### What is expected
Rewrite the lines in the stretch from the one containing "Would you point out the dense" through the last line, substituting "mark" for "record" and leaving everything else unchanged.

### Entries
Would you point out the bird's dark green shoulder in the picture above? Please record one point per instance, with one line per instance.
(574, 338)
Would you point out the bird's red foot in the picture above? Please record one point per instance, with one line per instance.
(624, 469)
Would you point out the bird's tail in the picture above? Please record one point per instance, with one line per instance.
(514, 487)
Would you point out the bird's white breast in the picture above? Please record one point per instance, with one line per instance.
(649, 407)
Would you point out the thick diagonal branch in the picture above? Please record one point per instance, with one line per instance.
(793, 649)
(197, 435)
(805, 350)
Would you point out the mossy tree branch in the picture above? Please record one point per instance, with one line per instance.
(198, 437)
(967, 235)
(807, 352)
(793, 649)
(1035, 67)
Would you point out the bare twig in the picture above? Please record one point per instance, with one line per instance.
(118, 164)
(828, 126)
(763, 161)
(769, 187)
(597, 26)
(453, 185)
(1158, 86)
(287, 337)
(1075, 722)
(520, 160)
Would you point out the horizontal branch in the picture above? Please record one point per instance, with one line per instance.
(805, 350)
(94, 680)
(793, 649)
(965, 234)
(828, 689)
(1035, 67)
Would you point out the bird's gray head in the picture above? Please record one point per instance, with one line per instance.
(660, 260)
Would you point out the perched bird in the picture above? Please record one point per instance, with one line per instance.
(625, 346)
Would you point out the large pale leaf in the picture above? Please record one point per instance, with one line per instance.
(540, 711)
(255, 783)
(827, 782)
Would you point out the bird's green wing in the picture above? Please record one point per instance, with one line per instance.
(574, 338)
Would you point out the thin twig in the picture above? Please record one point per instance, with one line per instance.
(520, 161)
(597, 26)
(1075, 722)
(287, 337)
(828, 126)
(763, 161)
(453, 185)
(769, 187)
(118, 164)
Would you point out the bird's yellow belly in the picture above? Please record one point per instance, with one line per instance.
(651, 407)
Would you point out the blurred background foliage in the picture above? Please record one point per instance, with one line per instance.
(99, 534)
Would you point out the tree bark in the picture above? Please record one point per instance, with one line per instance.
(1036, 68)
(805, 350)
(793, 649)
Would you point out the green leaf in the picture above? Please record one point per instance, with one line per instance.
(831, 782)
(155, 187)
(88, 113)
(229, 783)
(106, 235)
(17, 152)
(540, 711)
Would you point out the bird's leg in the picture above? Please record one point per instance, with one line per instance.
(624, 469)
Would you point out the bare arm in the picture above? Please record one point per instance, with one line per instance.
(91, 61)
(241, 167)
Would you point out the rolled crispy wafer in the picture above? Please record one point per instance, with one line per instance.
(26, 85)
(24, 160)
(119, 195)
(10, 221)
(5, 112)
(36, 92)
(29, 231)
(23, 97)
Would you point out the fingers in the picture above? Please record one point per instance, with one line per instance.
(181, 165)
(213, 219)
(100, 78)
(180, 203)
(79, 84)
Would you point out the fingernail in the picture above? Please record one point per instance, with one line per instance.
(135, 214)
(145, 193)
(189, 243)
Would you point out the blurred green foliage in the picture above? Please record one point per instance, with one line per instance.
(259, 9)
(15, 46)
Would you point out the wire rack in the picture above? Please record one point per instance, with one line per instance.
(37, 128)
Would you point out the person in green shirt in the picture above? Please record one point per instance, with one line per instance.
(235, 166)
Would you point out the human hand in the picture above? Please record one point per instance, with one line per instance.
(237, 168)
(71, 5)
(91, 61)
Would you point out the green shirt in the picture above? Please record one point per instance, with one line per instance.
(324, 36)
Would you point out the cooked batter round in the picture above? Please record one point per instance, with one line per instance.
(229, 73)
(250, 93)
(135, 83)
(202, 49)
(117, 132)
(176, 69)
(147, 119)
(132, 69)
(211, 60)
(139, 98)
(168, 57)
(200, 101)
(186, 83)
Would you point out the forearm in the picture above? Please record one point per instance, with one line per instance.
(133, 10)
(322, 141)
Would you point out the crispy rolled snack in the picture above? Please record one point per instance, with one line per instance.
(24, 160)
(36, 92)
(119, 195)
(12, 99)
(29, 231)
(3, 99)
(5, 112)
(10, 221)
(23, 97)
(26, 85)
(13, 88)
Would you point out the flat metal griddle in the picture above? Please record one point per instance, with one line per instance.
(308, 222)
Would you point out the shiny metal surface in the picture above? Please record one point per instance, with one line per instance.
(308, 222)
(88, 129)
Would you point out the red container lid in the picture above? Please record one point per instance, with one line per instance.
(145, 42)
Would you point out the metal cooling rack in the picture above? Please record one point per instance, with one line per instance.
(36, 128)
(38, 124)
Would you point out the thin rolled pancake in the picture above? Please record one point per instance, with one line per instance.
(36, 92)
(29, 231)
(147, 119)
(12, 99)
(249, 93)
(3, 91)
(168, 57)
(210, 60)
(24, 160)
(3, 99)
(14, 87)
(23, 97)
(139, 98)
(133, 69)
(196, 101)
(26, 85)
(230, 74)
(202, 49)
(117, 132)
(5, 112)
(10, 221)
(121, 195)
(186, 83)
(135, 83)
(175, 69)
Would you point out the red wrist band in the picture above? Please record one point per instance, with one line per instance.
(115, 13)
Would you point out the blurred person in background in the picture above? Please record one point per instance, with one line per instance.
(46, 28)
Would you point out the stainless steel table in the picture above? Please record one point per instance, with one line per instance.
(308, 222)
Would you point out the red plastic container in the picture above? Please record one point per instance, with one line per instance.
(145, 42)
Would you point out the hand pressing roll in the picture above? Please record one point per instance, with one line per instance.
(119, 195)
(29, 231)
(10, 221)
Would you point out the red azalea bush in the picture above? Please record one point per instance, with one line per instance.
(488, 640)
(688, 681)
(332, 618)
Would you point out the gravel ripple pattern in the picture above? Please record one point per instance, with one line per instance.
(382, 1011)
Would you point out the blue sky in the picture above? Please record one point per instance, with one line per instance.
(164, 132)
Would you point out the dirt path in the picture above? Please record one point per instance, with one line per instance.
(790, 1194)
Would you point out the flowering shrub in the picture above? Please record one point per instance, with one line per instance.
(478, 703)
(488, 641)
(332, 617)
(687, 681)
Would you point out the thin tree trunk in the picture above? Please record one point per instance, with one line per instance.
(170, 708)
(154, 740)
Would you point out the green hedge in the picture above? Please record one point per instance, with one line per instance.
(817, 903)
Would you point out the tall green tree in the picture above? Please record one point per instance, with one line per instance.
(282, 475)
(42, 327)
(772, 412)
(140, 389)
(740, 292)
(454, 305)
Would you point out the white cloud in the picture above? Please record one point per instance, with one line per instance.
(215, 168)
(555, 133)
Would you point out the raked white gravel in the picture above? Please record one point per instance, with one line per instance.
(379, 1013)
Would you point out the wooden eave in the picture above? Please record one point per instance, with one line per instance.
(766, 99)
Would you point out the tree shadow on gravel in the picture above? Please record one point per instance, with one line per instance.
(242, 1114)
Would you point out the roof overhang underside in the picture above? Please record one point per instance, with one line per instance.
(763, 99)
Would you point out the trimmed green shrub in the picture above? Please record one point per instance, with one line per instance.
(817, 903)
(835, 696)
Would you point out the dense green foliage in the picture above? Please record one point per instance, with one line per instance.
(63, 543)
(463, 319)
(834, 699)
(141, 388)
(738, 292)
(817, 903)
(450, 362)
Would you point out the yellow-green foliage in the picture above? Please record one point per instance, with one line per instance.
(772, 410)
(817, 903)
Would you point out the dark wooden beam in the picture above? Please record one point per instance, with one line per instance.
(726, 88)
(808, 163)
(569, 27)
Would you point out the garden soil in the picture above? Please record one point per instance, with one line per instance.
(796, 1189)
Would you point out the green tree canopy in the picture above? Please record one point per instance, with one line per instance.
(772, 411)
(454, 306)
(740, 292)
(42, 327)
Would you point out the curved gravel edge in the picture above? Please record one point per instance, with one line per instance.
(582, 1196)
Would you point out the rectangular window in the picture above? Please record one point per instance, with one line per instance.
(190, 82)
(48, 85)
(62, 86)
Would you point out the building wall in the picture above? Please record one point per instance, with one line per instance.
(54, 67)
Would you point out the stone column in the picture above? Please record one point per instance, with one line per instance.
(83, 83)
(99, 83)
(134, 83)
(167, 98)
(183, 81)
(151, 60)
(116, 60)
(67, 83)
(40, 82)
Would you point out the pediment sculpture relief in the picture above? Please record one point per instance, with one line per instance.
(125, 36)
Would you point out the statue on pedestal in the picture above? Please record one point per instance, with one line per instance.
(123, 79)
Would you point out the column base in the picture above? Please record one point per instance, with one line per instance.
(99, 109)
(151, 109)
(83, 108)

### Result of the task
Would you point out the dense green foliage in the picture above? Please mark one point per instance, with one line per instance.
(63, 543)
(463, 319)
(834, 699)
(141, 388)
(738, 292)
(817, 903)
(450, 362)
Would you point out the yellow-green foliage in the picture above? Please mark one point per instance, with one line per instance.
(772, 410)
(817, 903)
Would you point out the dark wooden beam in the picture above? Please mark one point per instance, with one line per instance.
(726, 88)
(808, 163)
(569, 27)
Would you point out the garden soil in the picture above? Please mark one point per instance, with one line per instance.
(796, 1189)
Would you point out the green tree canopy in the picture above? Please mark one point per instance, with one line per instance.
(772, 411)
(454, 306)
(740, 292)
(42, 327)
Would you point out the curved gravel edge in the picture above? Please mark one point per instance, with one line per instance.
(582, 1196)
Would you point out the rectangular window in the picture above? Please mark one point per instance, with one line per instance.
(190, 82)
(48, 85)
(62, 86)
Would you point out the building wall in the picture above? Please mark one point per instance, with one line per instance.
(54, 67)
Would you point out the stone column in the picture above? Please mark one point per instance, with one line per instance.
(83, 83)
(99, 83)
(134, 83)
(167, 98)
(183, 81)
(151, 60)
(116, 60)
(67, 83)
(40, 82)
Would you point out the pediment sculpture relief in the picture above? Please mark one point per instance, with one line per instance.
(125, 36)
Would you point out the statue on pedestal in the picture above? Please mark one point per instance, with one line per instance.
(123, 79)
Would you point out the column base in the picture above? Please mark one point per instance, with one line per instance.
(99, 109)
(151, 109)
(83, 108)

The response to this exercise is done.